Object location labeling entries:
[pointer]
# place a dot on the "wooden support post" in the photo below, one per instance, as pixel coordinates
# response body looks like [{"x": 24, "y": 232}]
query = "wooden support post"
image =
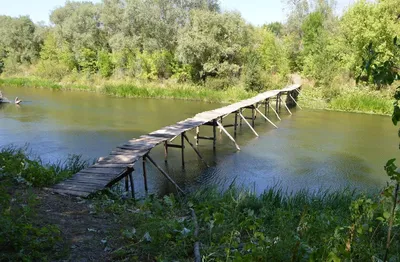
[
  {"x": 126, "y": 183},
  {"x": 240, "y": 112},
  {"x": 276, "y": 113},
  {"x": 183, "y": 149},
  {"x": 229, "y": 135},
  {"x": 294, "y": 100},
  {"x": 277, "y": 105},
  {"x": 195, "y": 150},
  {"x": 197, "y": 135},
  {"x": 214, "y": 133},
  {"x": 252, "y": 116},
  {"x": 235, "y": 126},
  {"x": 146, "y": 189},
  {"x": 252, "y": 129},
  {"x": 266, "y": 118},
  {"x": 165, "y": 151},
  {"x": 130, "y": 170},
  {"x": 165, "y": 174},
  {"x": 287, "y": 108}
]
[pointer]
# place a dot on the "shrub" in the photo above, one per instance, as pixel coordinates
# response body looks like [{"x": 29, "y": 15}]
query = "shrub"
[{"x": 49, "y": 69}]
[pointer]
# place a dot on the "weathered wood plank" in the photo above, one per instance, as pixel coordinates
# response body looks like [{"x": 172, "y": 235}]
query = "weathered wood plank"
[
  {"x": 70, "y": 192},
  {"x": 121, "y": 160}
]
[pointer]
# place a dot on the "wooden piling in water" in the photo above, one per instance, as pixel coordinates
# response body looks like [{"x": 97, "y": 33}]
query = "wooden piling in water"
[{"x": 110, "y": 170}]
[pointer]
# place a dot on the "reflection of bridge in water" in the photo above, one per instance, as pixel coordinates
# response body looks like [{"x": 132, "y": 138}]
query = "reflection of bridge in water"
[{"x": 109, "y": 170}]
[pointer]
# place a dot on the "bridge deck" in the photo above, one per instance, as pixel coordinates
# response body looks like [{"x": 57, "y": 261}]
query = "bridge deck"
[{"x": 111, "y": 169}]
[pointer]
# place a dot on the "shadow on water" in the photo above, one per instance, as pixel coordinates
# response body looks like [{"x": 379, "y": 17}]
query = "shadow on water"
[{"x": 312, "y": 150}]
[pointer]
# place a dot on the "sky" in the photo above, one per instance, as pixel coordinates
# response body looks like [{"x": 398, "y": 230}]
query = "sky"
[{"x": 256, "y": 12}]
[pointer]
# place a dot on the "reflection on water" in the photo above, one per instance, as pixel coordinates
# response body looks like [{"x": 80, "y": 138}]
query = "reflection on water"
[{"x": 311, "y": 150}]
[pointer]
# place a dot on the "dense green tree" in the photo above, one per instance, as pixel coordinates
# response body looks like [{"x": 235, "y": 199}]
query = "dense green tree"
[
  {"x": 19, "y": 42},
  {"x": 212, "y": 43}
]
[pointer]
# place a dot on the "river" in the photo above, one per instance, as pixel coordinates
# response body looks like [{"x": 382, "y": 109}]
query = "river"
[{"x": 312, "y": 149}]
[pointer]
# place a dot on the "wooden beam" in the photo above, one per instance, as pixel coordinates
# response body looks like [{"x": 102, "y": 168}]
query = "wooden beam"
[
  {"x": 165, "y": 174},
  {"x": 165, "y": 151},
  {"x": 183, "y": 150},
  {"x": 287, "y": 108},
  {"x": 204, "y": 137},
  {"x": 229, "y": 135},
  {"x": 174, "y": 146},
  {"x": 244, "y": 119},
  {"x": 197, "y": 135},
  {"x": 253, "y": 116},
  {"x": 266, "y": 118},
  {"x": 235, "y": 125},
  {"x": 132, "y": 185},
  {"x": 146, "y": 189},
  {"x": 294, "y": 100},
  {"x": 276, "y": 113},
  {"x": 240, "y": 120},
  {"x": 195, "y": 149}
]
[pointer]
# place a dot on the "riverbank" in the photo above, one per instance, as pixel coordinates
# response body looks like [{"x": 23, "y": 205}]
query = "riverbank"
[
  {"x": 346, "y": 98},
  {"x": 232, "y": 225}
]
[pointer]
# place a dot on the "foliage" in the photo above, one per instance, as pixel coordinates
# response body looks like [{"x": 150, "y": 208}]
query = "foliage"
[
  {"x": 20, "y": 239},
  {"x": 237, "y": 225}
]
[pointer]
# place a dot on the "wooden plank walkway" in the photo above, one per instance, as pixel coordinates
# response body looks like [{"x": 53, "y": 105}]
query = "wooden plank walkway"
[{"x": 119, "y": 164}]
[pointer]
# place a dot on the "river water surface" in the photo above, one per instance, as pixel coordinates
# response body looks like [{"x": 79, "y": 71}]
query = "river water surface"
[{"x": 313, "y": 150}]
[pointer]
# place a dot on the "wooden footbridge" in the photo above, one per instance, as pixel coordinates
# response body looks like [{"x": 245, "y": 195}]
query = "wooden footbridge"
[{"x": 119, "y": 165}]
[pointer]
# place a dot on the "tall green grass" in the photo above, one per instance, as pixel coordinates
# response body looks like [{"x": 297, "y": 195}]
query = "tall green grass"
[
  {"x": 359, "y": 102},
  {"x": 19, "y": 166},
  {"x": 186, "y": 92},
  {"x": 237, "y": 225},
  {"x": 346, "y": 98}
]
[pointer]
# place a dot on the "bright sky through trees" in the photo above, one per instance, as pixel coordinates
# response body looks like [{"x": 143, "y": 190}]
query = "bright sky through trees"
[{"x": 256, "y": 12}]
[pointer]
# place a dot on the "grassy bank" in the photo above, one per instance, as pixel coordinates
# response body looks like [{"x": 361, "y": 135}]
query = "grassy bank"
[
  {"x": 235, "y": 225},
  {"x": 347, "y": 98},
  {"x": 137, "y": 89}
]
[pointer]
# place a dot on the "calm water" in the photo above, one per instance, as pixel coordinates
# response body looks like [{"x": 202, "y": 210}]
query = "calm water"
[{"x": 311, "y": 150}]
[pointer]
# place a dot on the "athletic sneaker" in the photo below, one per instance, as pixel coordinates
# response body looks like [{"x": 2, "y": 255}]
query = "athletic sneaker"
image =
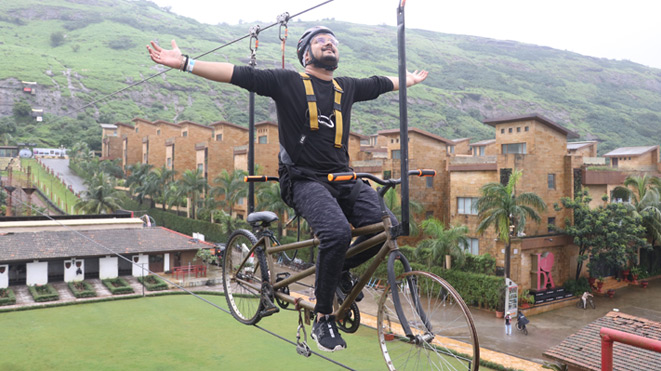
[
  {"x": 346, "y": 285},
  {"x": 325, "y": 333}
]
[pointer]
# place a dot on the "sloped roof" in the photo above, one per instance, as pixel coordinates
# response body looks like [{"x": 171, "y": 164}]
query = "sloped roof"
[
  {"x": 579, "y": 145},
  {"x": 583, "y": 349},
  {"x": 538, "y": 118},
  {"x": 630, "y": 151},
  {"x": 64, "y": 244}
]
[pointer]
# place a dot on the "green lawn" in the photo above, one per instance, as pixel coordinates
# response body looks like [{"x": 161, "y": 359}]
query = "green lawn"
[{"x": 174, "y": 332}]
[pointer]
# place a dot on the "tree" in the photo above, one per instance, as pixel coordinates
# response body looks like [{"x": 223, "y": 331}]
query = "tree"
[
  {"x": 443, "y": 241},
  {"x": 231, "y": 187},
  {"x": 500, "y": 207},
  {"x": 645, "y": 200},
  {"x": 101, "y": 197}
]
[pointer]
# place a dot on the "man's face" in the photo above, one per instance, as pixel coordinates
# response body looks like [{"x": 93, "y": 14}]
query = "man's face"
[{"x": 324, "y": 47}]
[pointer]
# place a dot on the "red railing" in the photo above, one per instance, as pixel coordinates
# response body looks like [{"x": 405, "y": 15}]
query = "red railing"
[
  {"x": 609, "y": 336},
  {"x": 190, "y": 270}
]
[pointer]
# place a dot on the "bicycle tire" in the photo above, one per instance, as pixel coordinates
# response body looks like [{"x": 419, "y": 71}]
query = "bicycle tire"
[
  {"x": 452, "y": 342},
  {"x": 242, "y": 283}
]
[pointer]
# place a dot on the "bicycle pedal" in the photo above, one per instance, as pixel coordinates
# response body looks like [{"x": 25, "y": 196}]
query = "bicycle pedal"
[{"x": 303, "y": 349}]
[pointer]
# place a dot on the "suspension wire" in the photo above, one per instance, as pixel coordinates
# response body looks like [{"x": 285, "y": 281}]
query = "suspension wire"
[
  {"x": 106, "y": 97},
  {"x": 69, "y": 229}
]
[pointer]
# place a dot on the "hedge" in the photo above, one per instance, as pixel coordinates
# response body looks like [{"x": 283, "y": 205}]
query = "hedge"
[
  {"x": 7, "y": 297},
  {"x": 153, "y": 283},
  {"x": 118, "y": 286},
  {"x": 43, "y": 293},
  {"x": 86, "y": 292}
]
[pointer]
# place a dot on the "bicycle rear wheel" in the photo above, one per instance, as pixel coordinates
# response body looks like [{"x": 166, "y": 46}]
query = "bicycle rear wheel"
[
  {"x": 243, "y": 282},
  {"x": 448, "y": 339}
]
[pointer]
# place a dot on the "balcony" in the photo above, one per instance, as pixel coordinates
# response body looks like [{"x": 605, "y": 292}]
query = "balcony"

## Problem statement
Show each line of the material that contains the string "wheel".

## Answer below
# place a dot on the "bicycle rear wheel" in the photo above, one per instance, as pixel coordinates
query = "bicycle rear wheel"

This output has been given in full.